-------- Excerpted data --------

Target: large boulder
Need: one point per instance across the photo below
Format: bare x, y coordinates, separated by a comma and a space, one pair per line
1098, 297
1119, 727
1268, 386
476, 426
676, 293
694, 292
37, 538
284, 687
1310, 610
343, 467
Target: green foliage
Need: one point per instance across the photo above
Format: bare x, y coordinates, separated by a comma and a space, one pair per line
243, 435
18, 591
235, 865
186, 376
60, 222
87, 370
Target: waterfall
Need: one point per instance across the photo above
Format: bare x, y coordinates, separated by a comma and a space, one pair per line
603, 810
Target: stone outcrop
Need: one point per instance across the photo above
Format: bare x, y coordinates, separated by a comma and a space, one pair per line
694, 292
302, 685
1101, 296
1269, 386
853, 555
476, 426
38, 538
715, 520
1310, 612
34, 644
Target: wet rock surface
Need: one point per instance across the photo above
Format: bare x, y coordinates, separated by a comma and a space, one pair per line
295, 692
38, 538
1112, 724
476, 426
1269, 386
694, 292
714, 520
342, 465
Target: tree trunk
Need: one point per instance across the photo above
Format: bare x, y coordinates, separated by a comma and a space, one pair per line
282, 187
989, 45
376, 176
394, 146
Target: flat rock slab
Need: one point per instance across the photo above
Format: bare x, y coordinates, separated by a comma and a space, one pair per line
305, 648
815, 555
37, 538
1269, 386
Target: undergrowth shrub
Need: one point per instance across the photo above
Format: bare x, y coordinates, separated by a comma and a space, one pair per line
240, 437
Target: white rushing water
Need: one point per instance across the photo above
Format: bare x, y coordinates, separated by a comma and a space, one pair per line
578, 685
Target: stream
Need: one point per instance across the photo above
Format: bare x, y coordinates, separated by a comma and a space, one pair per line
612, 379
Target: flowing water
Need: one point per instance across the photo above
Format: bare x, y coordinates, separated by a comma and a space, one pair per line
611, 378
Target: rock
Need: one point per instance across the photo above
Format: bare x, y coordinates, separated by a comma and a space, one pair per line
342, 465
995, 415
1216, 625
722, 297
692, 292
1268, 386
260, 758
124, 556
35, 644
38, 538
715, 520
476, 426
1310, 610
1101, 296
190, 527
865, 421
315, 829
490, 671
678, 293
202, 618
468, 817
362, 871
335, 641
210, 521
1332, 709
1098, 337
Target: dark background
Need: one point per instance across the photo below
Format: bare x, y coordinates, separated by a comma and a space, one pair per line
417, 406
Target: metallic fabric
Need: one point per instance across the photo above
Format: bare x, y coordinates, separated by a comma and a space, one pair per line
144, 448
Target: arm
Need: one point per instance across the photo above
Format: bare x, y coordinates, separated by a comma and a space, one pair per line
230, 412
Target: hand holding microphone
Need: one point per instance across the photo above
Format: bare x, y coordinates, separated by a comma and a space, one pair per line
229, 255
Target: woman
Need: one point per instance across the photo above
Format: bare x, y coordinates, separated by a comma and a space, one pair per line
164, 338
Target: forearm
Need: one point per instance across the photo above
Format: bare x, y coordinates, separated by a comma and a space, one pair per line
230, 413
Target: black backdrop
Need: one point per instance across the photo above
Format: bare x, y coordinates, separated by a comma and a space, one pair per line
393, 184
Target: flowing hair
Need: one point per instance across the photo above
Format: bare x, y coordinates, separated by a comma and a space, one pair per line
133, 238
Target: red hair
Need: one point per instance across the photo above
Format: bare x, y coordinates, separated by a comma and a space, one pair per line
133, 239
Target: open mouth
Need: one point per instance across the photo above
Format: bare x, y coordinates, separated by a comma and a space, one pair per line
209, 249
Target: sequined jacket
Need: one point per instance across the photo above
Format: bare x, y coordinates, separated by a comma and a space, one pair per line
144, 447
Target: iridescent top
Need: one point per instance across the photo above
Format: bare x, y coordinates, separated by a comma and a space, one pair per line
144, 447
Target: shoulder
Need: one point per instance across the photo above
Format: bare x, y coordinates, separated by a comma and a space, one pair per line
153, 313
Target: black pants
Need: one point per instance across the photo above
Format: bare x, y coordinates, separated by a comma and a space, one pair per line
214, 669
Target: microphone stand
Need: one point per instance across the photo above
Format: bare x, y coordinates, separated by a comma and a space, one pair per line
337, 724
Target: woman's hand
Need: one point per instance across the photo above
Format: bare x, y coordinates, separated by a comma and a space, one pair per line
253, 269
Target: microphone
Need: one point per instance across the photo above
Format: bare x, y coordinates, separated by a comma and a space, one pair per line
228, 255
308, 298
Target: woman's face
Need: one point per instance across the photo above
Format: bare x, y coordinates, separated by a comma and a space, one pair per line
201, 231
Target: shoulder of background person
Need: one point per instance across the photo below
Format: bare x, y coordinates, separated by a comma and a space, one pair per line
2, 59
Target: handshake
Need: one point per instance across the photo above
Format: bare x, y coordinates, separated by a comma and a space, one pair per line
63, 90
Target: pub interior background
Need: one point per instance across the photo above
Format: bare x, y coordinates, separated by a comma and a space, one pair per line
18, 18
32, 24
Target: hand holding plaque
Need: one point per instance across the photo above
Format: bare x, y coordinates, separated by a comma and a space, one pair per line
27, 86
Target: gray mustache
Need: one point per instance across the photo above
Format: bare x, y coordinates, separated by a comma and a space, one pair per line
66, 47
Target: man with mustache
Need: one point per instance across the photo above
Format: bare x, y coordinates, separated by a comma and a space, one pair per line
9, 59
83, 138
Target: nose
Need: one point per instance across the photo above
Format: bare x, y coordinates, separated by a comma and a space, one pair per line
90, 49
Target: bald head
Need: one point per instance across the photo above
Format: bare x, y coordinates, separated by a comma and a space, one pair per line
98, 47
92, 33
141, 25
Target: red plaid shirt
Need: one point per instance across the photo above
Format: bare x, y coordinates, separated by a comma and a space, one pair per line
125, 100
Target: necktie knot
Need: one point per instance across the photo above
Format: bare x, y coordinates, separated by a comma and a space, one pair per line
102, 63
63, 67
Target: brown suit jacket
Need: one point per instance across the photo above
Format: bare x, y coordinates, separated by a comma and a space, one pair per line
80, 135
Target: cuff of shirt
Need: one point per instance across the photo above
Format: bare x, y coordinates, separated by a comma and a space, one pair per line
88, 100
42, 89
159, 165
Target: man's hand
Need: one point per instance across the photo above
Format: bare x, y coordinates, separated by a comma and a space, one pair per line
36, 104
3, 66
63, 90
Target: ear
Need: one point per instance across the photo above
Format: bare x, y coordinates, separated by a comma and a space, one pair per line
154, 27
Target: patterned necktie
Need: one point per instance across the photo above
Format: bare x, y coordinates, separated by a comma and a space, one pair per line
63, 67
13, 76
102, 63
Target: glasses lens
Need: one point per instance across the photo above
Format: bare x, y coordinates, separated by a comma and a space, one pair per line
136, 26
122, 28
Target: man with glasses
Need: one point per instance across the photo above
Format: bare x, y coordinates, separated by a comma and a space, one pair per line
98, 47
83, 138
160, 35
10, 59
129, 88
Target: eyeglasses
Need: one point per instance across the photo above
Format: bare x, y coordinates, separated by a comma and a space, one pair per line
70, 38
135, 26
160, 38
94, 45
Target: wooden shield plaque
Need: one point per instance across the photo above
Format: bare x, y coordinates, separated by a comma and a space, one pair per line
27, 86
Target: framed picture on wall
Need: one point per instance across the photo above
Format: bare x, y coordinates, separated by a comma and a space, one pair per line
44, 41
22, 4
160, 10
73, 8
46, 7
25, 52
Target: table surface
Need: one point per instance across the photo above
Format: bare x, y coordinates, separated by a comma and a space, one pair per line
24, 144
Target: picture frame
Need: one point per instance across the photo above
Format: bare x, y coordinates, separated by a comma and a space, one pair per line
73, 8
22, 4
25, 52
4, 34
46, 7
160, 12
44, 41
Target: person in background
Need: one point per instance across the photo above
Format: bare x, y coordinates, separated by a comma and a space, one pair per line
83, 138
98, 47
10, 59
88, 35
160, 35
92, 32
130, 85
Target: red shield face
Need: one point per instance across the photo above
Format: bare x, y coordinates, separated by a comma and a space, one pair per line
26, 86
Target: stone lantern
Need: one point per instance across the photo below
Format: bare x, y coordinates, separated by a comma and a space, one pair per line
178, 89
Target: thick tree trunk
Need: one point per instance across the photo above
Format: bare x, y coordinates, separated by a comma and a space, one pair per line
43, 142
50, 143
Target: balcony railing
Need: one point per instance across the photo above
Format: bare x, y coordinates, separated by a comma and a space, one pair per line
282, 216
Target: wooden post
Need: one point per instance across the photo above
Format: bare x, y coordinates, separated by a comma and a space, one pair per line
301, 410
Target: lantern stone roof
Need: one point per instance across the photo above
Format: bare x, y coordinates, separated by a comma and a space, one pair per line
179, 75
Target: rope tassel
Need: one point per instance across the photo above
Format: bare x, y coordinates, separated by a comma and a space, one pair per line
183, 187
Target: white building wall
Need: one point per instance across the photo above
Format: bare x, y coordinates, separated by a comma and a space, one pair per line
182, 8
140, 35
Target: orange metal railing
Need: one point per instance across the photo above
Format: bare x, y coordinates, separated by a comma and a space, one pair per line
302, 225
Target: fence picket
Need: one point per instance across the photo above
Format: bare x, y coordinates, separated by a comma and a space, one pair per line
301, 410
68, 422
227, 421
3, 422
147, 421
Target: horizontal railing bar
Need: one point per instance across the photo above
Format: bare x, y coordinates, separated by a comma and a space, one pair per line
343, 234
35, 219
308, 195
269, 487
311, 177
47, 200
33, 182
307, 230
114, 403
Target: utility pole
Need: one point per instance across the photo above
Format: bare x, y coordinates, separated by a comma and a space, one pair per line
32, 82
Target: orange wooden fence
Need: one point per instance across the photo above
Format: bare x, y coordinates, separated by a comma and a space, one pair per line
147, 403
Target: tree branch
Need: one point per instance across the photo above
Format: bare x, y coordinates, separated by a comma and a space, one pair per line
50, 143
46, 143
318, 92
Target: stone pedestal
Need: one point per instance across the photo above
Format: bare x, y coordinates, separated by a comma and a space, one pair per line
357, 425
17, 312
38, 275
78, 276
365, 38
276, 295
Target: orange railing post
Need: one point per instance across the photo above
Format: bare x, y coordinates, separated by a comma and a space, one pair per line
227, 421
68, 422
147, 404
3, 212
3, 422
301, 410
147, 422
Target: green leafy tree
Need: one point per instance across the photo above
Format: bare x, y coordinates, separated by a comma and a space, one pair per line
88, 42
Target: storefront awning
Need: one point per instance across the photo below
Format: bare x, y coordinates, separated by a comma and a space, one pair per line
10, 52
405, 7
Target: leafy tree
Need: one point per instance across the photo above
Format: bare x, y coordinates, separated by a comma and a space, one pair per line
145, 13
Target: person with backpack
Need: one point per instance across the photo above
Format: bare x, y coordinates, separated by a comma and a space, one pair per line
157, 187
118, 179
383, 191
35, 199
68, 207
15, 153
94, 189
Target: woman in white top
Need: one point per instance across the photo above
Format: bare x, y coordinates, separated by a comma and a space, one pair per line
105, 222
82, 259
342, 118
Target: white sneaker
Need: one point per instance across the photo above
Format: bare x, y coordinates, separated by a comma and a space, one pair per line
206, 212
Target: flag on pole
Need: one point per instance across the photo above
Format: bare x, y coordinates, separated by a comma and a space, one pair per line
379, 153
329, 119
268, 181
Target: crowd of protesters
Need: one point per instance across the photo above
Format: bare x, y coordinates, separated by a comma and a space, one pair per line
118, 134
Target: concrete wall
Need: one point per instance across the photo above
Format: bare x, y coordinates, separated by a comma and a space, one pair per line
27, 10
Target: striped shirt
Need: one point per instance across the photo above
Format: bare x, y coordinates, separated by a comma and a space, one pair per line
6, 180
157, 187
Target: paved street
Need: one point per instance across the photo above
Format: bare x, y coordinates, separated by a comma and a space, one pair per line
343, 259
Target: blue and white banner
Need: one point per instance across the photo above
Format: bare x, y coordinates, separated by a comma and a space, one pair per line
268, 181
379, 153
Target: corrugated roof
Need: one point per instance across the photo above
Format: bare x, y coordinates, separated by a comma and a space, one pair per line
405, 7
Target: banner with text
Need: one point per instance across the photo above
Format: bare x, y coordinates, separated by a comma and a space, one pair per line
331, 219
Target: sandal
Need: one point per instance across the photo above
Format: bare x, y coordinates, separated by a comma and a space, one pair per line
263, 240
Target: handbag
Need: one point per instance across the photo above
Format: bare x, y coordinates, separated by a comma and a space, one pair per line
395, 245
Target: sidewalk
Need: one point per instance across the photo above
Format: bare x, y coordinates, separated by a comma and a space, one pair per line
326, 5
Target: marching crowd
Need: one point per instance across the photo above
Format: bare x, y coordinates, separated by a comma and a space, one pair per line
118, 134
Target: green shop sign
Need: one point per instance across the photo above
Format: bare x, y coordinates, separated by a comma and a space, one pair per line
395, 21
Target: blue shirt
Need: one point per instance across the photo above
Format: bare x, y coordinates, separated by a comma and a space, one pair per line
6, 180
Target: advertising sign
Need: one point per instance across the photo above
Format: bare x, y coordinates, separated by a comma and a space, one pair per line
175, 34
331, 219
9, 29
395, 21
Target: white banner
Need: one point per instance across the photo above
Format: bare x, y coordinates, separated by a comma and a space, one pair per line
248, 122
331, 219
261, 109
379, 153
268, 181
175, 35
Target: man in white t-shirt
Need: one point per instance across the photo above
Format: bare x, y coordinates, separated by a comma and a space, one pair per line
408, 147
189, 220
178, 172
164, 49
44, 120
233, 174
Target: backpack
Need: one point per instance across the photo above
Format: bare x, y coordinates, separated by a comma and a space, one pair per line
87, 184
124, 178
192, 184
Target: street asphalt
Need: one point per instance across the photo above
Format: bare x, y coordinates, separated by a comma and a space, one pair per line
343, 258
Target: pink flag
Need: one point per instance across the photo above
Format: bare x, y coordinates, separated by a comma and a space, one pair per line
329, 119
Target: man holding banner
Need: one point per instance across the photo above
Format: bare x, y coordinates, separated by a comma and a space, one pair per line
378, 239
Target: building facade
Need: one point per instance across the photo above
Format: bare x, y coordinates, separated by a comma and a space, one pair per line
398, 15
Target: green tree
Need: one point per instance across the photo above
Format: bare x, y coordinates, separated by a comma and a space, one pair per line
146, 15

--------

Exercise. Starting at the line that contains "Target: street asphalt", copy each line exactly through the end of the listing above. Include that first line and the last one, and add nothing.

Correct output.
Target: street asphalt
Need: one point per instance across the photo above
Format: bare x, y coordinates, separated by a comma and a space, one pair per line
343, 258
Target: pink flag
Need: one point per instance across the photo above
Format: bare x, y coordinates, separated by a comma and a space, one pair per line
329, 119
Target: man holding banner
Need: one point per instance across the photo above
Format: bare x, y coordinates, separated by a comma and a space, one pair per line
378, 239
Target: building facade
Need: one point per instance across the photo above
Format: bare x, y coordinates, separated by a comma and a space, one pair per line
398, 15
Target: green tree
Need: one point per instance across the photo above
Format: bare x, y coordinates, separated by a comma and a space, one pair per line
146, 15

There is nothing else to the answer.